(Stored items)
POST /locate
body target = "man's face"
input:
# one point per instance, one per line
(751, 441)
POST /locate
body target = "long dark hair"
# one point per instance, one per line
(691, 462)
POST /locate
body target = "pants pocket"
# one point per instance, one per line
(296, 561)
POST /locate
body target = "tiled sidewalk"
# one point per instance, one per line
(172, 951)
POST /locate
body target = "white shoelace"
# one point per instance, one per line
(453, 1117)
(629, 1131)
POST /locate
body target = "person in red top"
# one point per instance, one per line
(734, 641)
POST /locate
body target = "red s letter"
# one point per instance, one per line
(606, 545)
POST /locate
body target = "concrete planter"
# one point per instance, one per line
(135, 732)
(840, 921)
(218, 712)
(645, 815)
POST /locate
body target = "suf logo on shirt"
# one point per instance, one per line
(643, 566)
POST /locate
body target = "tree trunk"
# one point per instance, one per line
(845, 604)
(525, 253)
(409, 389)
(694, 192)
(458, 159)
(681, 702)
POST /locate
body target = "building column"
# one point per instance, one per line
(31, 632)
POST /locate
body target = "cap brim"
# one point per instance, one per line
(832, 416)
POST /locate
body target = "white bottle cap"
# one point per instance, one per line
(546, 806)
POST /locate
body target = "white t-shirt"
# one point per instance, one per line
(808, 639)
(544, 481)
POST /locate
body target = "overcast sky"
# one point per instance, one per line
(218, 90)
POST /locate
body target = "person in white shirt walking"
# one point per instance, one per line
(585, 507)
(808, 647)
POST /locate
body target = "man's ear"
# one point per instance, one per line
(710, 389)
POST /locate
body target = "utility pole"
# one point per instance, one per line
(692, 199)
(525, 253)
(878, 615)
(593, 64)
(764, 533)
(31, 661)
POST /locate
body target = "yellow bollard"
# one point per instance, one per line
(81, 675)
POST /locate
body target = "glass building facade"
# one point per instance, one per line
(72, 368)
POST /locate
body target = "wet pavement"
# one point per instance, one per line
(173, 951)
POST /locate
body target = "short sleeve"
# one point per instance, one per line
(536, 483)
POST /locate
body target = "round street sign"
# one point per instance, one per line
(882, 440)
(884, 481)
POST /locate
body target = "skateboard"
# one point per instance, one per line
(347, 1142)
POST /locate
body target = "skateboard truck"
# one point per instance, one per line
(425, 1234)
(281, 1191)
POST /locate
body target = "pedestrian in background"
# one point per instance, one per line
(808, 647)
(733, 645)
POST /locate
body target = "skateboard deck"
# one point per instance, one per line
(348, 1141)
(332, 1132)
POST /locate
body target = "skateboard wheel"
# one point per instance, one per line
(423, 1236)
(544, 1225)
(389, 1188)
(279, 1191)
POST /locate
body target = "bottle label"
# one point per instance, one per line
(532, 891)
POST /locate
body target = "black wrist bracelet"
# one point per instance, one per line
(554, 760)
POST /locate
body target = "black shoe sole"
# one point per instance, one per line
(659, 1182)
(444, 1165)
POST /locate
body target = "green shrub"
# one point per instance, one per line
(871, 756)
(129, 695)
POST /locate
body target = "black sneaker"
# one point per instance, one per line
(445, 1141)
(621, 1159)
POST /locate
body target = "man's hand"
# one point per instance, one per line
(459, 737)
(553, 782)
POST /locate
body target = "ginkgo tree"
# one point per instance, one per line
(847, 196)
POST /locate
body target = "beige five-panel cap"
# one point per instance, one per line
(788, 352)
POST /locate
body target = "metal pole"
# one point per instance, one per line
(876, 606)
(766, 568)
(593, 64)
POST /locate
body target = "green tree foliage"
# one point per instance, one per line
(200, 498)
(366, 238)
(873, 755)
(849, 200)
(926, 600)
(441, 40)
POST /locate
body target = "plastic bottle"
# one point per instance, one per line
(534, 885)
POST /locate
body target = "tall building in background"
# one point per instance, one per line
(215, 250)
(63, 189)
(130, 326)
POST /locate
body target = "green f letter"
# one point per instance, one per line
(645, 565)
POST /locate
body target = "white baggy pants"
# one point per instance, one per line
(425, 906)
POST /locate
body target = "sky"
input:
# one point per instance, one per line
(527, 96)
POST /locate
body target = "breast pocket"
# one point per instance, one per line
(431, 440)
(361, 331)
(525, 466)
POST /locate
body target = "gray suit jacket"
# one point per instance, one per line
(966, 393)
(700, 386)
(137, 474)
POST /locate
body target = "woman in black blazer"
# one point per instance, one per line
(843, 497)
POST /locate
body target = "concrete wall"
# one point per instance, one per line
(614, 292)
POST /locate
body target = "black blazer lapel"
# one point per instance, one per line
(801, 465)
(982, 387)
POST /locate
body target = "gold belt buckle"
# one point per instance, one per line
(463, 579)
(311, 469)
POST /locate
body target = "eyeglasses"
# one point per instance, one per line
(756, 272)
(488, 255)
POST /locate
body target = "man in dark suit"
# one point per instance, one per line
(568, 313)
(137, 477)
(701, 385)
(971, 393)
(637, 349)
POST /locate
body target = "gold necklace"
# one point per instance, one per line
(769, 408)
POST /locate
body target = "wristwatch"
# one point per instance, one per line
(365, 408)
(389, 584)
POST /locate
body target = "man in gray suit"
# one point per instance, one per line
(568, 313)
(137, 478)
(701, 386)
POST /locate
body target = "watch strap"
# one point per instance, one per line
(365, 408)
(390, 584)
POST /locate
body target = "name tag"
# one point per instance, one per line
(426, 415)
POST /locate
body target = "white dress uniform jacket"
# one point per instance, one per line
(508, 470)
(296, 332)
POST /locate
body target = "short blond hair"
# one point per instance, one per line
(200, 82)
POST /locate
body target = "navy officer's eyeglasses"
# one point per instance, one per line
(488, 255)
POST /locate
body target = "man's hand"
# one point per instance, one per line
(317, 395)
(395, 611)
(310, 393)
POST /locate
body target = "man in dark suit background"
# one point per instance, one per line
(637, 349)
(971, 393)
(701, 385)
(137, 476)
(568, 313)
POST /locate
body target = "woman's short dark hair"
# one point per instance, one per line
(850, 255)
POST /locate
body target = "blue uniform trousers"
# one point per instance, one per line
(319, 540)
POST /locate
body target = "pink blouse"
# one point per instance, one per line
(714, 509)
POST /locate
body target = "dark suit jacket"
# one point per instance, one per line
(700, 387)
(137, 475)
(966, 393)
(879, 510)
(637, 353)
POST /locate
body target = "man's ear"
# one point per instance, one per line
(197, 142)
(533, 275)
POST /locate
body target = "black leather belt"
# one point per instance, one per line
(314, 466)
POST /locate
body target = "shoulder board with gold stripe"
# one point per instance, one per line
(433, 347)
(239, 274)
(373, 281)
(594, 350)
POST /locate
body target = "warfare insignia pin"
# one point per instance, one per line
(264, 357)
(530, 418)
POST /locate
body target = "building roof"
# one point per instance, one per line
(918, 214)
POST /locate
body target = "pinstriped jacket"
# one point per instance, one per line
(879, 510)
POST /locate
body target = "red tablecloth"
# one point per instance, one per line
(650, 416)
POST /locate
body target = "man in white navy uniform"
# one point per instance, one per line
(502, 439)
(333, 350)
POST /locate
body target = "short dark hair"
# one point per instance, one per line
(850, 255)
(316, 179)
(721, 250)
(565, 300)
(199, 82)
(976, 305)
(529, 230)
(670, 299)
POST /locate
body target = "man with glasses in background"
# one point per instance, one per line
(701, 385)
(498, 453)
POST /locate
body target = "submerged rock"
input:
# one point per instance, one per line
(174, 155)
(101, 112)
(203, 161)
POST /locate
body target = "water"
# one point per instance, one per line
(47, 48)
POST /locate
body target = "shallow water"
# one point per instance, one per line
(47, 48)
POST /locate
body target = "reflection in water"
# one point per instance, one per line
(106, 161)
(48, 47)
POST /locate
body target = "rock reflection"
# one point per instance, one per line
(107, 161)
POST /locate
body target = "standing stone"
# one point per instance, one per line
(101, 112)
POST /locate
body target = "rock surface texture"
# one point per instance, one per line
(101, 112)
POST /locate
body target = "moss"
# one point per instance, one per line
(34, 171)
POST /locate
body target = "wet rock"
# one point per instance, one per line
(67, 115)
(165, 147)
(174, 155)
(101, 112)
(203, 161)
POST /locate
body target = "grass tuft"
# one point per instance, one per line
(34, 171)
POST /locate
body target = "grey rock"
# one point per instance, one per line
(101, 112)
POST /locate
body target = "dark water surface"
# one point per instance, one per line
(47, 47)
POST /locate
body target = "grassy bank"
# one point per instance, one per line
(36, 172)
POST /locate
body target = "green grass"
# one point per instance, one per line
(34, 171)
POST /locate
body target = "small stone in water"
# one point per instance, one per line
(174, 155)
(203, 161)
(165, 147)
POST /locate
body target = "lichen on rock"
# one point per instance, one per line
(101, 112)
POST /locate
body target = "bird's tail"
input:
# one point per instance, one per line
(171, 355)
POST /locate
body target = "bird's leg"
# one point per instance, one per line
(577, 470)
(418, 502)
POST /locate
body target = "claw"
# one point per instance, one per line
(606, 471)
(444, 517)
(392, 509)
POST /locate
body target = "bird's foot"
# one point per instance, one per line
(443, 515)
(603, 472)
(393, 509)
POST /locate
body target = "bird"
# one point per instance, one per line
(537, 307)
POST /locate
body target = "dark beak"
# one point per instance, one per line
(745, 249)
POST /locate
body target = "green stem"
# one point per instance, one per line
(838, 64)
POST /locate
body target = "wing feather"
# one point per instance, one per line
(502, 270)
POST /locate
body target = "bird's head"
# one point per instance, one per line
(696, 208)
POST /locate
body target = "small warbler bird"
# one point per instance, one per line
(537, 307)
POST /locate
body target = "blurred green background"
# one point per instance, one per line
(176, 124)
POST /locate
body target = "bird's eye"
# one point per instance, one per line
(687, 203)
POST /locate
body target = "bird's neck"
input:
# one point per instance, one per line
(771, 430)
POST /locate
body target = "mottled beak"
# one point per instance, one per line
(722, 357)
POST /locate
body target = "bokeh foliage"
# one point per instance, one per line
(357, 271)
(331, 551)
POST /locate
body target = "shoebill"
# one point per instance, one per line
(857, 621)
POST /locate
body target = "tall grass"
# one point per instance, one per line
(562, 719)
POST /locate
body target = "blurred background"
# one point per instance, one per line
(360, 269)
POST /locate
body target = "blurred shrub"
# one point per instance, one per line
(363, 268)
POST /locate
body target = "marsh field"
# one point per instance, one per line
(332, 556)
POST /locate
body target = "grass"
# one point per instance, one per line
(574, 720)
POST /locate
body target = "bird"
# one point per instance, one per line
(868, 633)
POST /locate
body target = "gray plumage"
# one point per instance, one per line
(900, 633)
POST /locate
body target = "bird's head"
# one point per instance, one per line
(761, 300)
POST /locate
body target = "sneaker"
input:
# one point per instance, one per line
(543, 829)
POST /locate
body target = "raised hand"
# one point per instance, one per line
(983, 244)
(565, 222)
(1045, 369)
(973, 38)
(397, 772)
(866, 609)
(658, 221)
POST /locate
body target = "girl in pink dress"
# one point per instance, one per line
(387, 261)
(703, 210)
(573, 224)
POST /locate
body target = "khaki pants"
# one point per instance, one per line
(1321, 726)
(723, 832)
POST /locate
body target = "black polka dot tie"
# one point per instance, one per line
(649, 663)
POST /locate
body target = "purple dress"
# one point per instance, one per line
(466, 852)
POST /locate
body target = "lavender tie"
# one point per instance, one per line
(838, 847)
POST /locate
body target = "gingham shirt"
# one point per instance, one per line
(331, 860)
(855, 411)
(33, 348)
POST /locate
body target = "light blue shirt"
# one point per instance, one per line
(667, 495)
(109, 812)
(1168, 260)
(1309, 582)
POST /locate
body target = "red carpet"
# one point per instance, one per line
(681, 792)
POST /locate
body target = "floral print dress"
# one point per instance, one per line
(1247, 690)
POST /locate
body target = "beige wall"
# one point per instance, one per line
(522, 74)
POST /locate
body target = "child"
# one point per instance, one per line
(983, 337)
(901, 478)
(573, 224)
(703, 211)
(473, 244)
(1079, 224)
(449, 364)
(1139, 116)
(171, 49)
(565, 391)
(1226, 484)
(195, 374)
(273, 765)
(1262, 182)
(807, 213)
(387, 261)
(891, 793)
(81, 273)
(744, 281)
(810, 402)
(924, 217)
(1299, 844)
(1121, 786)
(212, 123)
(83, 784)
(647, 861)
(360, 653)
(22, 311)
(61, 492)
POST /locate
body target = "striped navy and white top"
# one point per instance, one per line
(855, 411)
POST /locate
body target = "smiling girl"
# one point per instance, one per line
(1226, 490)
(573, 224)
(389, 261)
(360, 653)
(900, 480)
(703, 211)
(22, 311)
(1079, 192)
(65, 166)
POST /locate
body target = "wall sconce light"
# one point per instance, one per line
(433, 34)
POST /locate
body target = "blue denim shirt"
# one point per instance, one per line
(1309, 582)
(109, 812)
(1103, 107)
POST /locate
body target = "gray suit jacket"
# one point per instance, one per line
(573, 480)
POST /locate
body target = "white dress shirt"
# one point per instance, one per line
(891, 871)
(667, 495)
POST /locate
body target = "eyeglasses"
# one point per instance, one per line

AIM OF THE TASK |
Tally the lines of the stored items that contain the string "background", treating case as significant, and give only the number.

PROBLEM SOLUTION |
6